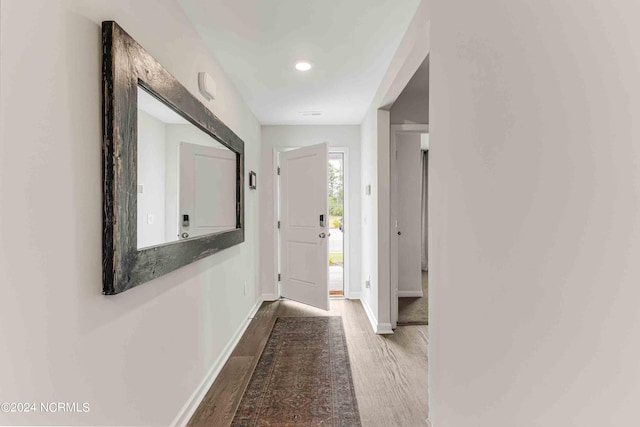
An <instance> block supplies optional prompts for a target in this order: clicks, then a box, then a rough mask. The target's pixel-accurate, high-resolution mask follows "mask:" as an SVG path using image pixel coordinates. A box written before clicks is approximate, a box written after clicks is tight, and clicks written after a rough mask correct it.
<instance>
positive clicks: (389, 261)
mask: <svg viewBox="0 0 640 427" xmlns="http://www.w3.org/2000/svg"><path fill="white" fill-rule="evenodd" d="M390 133H391V135H390V143H389V159H390V170H389V175H390V177H391V187H390V188H391V195H390V200H389V201H390V203H389V204H390V205H391V206H390V208H391V209H390V213H391V215H390V217H389V221H390V224H389V230H391V232H390V234H391V236H390V239H389V240H390V244H391V250H390V257H389V258H390V259H389V273H390V275H391V293H390V298H391V301H390V304H391V305H390V306H391V328H392V329H395V328H396V327H397V326H398V223H397V221H396V218H397V211H398V197H397V194H398V191H397V190H398V175H397V168H398V165H397V158H396V145H397V135H398V134H400V133H429V125H428V124H405V125H391V132H390Z"/></svg>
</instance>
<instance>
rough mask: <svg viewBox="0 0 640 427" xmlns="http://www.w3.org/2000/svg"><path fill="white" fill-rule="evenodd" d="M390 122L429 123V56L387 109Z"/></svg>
mask: <svg viewBox="0 0 640 427" xmlns="http://www.w3.org/2000/svg"><path fill="white" fill-rule="evenodd" d="M389 111H390V112H391V124H428V123H429V57H428V56H427V57H426V58H425V59H424V61H422V64H420V67H419V68H418V69H417V70H416V72H415V74H414V75H413V77H411V80H409V83H407V86H406V87H405V88H404V89H403V90H402V93H401V94H400V96H399V97H398V99H396V101H395V102H394V103H393V105H392V106H391V109H390V110H389Z"/></svg>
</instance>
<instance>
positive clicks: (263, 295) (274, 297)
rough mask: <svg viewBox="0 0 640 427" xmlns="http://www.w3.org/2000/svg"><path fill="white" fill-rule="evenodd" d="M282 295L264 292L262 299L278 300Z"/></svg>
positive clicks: (268, 299) (275, 300)
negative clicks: (278, 294) (265, 292)
mask: <svg viewBox="0 0 640 427" xmlns="http://www.w3.org/2000/svg"><path fill="white" fill-rule="evenodd" d="M279 299H280V297H279V296H278V295H276V294H262V301H277V300H279Z"/></svg>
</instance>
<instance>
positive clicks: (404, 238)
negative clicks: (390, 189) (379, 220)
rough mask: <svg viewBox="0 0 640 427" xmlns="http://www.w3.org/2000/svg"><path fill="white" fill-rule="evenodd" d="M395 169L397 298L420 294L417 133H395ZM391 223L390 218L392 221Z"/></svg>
mask: <svg viewBox="0 0 640 427" xmlns="http://www.w3.org/2000/svg"><path fill="white" fill-rule="evenodd" d="M396 150H397V152H398V155H397V160H396V166H397V169H396V170H397V173H398V183H397V187H396V188H395V190H392V191H395V192H396V197H397V198H396V200H395V201H394V197H393V195H392V198H391V200H392V203H397V206H396V209H397V211H396V214H397V218H398V231H400V232H401V233H402V234H401V235H400V236H398V235H397V234H396V235H395V236H394V232H395V230H394V229H392V230H391V238H392V239H394V238H396V239H398V296H400V297H416V296H423V295H422V265H421V264H422V245H421V241H422V221H421V218H422V208H421V200H422V151H420V133H417V132H398V133H396ZM392 221H393V218H392Z"/></svg>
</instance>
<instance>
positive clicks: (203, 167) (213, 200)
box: [178, 142, 236, 239]
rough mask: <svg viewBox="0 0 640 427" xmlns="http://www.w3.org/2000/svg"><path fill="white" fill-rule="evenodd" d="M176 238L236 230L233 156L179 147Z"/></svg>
mask: <svg viewBox="0 0 640 427" xmlns="http://www.w3.org/2000/svg"><path fill="white" fill-rule="evenodd" d="M179 188H180V190H179V192H180V206H179V221H178V223H179V227H180V238H181V239H186V238H192V237H197V236H202V235H205V234H211V233H217V232H220V231H227V230H233V229H235V228H236V209H235V206H236V153H234V152H233V151H231V150H229V149H226V148H216V147H207V146H204V145H196V144H189V143H186V142H183V143H181V144H180V186H179Z"/></svg>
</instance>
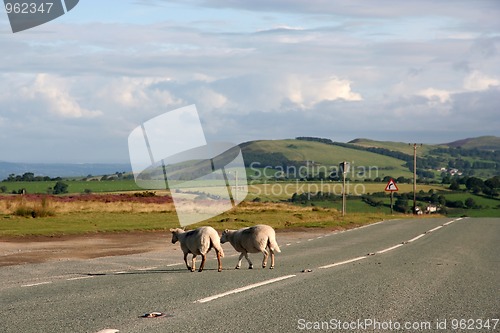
──────────
▶ **Instruction**
Count the lines of the rows above that contain the string "negative", matching case exactly. Give only the number.

▶ **Expected output**
2